### Data for the task
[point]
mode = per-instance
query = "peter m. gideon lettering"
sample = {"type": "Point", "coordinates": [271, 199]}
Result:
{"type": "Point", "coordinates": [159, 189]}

### What the task requires
Reproduce each of the items above line for line, without changing anything.

### Problem solution
[point]
mode = per-instance
query = "peter m. gideon lettering"
sample = {"type": "Point", "coordinates": [271, 199]}
Result:
{"type": "Point", "coordinates": [159, 189]}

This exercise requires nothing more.